:: Extracted data ::

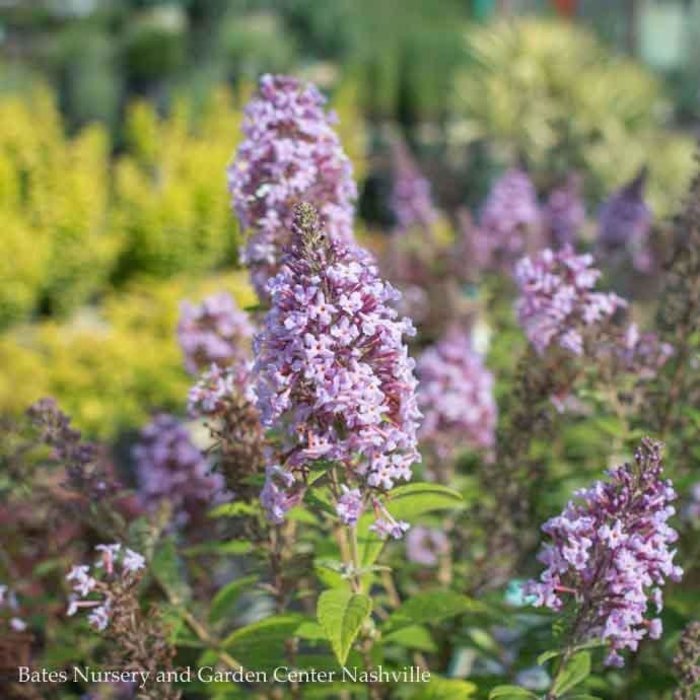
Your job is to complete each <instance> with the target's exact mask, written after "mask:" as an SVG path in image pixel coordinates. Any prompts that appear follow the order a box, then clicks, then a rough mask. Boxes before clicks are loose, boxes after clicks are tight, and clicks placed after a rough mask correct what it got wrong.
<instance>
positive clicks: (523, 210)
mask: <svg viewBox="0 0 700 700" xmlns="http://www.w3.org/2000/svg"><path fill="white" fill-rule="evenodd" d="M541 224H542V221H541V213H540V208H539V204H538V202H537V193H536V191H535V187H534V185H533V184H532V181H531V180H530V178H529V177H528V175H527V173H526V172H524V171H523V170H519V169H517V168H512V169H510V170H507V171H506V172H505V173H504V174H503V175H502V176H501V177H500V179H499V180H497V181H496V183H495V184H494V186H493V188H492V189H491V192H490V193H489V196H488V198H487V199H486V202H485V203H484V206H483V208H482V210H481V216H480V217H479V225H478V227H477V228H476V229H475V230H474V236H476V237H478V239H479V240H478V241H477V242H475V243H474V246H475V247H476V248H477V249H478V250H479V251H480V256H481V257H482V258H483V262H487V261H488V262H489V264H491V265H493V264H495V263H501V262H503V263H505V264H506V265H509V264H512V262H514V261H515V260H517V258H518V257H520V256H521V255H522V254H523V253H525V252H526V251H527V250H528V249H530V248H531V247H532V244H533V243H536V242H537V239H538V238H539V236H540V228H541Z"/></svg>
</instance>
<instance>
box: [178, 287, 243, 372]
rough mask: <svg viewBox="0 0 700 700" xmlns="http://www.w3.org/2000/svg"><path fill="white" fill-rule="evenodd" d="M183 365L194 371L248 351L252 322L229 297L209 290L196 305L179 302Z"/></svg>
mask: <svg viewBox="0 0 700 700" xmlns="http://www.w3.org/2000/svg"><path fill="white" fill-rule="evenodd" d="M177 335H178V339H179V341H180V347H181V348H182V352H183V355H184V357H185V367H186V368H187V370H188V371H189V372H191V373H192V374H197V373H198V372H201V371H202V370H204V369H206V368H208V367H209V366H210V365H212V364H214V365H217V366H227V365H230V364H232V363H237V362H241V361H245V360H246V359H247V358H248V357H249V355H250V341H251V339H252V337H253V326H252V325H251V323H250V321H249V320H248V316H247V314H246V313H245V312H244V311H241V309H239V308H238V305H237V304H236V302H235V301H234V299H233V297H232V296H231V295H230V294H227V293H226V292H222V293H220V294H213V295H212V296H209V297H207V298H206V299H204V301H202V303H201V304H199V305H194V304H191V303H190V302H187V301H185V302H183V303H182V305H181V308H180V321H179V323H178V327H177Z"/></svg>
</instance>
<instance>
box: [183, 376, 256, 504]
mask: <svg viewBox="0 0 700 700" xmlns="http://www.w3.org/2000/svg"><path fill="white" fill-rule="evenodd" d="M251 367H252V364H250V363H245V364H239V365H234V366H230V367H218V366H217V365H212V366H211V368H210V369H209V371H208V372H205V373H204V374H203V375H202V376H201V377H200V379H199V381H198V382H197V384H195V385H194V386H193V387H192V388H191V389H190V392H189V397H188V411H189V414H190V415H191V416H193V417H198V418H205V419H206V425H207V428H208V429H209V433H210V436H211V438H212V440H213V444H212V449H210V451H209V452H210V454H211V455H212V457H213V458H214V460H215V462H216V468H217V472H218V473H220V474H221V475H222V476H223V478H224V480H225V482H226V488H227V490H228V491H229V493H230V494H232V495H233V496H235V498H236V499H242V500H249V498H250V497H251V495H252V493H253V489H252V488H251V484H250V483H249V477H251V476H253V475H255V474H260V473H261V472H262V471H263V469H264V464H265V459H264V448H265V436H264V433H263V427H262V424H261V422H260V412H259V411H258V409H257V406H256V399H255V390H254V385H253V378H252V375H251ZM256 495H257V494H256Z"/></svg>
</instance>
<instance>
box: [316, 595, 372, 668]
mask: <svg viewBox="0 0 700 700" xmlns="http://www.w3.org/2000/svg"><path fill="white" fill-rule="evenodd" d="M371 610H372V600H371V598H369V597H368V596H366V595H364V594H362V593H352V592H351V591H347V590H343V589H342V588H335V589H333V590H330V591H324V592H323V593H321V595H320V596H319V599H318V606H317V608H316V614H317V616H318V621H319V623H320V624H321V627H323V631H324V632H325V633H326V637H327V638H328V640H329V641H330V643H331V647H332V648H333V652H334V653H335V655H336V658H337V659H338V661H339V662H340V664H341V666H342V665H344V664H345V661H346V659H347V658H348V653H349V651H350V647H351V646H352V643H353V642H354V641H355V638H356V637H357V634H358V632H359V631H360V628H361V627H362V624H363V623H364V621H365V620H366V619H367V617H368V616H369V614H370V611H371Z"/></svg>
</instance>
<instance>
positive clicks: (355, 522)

:::

• **Work item**
Show every line of the records above that contains the string "clicks".

• **Answer space**
Your job is to complete each <instance> with the target's exact mask, written after "mask:" as an SVG path in image pixel coordinates. Any prompts that appear follow the order a box, then clicks, then a rough mask. Boxes before clicks are loose, boxes after clicks are tight, and clicks placed after a rough mask correct what it got wrong.
positive clicks: (523, 210)
positive clicks: (355, 522)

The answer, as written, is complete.